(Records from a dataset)
-- Opening Marker --

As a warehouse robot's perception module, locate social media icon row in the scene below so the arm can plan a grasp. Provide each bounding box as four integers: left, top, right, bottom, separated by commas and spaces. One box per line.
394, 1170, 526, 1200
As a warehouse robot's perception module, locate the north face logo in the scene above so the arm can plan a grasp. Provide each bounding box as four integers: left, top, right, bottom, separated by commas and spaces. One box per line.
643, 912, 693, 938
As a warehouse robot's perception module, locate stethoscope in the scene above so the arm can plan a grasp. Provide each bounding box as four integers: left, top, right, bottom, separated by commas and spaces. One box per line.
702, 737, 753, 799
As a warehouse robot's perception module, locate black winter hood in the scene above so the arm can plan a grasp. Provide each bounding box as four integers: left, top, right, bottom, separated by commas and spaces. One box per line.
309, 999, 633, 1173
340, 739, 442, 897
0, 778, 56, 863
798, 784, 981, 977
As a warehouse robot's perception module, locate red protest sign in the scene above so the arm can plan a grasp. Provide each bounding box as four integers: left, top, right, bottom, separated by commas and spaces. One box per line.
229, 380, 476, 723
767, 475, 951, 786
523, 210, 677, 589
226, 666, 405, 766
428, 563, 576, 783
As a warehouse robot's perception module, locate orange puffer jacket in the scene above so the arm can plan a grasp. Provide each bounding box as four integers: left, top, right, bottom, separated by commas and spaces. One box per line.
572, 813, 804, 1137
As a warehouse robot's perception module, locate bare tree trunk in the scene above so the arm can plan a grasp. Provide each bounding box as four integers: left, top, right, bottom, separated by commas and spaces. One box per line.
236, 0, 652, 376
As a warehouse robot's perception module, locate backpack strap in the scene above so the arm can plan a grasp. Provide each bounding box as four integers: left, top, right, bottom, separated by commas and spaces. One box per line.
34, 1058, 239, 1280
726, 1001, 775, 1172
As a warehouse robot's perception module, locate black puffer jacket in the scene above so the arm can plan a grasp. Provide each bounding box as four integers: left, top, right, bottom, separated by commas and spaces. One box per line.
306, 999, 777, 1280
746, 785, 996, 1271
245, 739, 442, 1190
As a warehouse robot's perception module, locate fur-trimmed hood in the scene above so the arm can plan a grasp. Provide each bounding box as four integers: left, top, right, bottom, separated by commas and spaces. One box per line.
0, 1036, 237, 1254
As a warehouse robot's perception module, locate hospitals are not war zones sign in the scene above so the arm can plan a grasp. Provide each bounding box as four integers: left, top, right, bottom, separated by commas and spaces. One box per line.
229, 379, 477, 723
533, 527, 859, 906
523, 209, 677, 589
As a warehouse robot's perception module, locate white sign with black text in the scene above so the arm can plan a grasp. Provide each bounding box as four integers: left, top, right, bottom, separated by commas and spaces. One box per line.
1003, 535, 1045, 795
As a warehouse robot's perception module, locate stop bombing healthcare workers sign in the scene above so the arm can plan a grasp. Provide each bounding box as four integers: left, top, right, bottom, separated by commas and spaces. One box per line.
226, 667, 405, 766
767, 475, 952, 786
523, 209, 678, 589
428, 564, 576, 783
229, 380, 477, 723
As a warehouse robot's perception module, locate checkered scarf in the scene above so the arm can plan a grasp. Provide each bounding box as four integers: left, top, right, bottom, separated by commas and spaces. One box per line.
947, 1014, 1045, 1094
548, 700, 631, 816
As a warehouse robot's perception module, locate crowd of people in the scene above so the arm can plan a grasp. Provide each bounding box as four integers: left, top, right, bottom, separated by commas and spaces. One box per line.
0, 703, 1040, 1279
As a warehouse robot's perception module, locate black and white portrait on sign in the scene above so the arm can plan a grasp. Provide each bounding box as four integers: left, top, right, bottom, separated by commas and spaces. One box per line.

-- Closing Marker --

- **Exercise**: Each entry is to be given again, exactly as it stands.

- **Solution below**:
As a warehouse robot's perception module, locate social media icon row in the scene below so the arm can plan a grasp. Provide each bounding box as four integers: left, top, right, bottom, separated by commas and spaces. One box per line.
394, 1170, 526, 1200
As a warehouse robot's perception module, locate the north face logo in the scene above so the arm can plan a grasp. Provide each bounding box as four integers: left, top, right, bottom, separated by commas and spaces. One box per line.
643, 912, 693, 938
As a warehouse robot's perception module, locate stethoscope in the scene above so the arm can plan a grasp. Provide each bounding box as four integers: left, top, right, bottom, separated by commas and spaces. One box per line.
702, 737, 753, 799
As a warehouse robot's perception module, locate black winter hood in the scene above so the arm can plan a grasp. Provide each bounding box as four integers: left, top, right, bottom, separated by commas and spaces. One box per line.
309, 999, 633, 1173
340, 739, 442, 897
0, 778, 56, 863
798, 784, 981, 977
As a warehouse robot's perception module, locate red protest sign in the scene above so the arm can plan a grasp. Provide each bounding box as four integers: left, top, right, bottom, separated by commas and spaces. One box per line.
229, 380, 476, 723
767, 475, 951, 786
523, 210, 677, 589
226, 666, 405, 766
428, 563, 576, 783
As a warehouse robot's perception module, locate orange puffer jacket in the scene above so the arm can plan a grasp. Provide each bounding box as four integers: left, top, right, bottom, separated by commas and spaces. One box per line.
572, 813, 804, 1137
As a warehouse robot's perception module, locate bare tree trunk in the scene above so the arm can plan a grasp. Provide each bounding box as four integers: left, top, right, bottom, separated by commas and spaces. One box per line.
236, 0, 652, 376
As a warehouse robot's perception module, locate backpack strap in the scene above so the arm can plan a grasp. Provide each bounding box as four integers: left, top, right, bottom, separated by commas and spaces. One box per line.
34, 1058, 239, 1280
726, 1001, 775, 1172
As a warehouse robot's perception module, locate black puffer jacket in the scene above so the arm can plan a grasp. Provide each bounding box as four integers: left, top, right, bottom, separated by commas and spaces. One box per line.
306, 999, 777, 1280
746, 785, 996, 1271
245, 739, 442, 1190
As a warehouse robot's perception module, locate fur-trimmed hood in the scene above so the arm can plan a grasp. Provide each bounding box as four integers: left, top, right, bottom, separated by commas and spaces. One box per line.
0, 1036, 237, 1254
As a warehouse robot's perception module, locate hospitals are not war zones sign in the scene above so the arm can plan a grasp. Provide each bounding box as four integers: left, top, right, bottom, separated by commas and spaces. One box per line.
229, 379, 477, 723
533, 527, 859, 906
523, 209, 677, 589
As a warehouse robot's perception module, locate white sign with black text in the scene above so the arm can plan a grasp. Provide each bounding box as four integers: left, top, right, bottom, separated by commas and spaces. One box per line.
1003, 535, 1045, 795
As a warehouse robot's perception module, locate stop bombing healthcare workers sign in the scene above so the arm can plan a grasp. Provide each bounding box as four integers: left, top, right, bottom, separated by commas and spaces. One box per line.
226, 667, 405, 766
767, 475, 952, 786
523, 209, 678, 589
428, 564, 576, 783
229, 380, 477, 723
As a warehouse robot's perception module, locate checkered scarf in the scene above so the arm can plan a grasp. Provide each bounding box as four integers: left, top, right, bottom, separated by commas and spaces. One box per line.
947, 1014, 1045, 1094
548, 700, 631, 816
As a warehouse robot's perception module, locate crowd of people in the scene above so the arm can plan a grasp. Provide each bounding box as four integers: left, top, right, bottom, separated by commas and spaces. One box per line.
0, 703, 1040, 1279
As a warehouse robot's perception module, locate black and white portrait on sign in the scene above so the arm can plan a grasp. Provide each bounding box as four integers: left, top, right, bottom, separated by commas and spaces. One box per line.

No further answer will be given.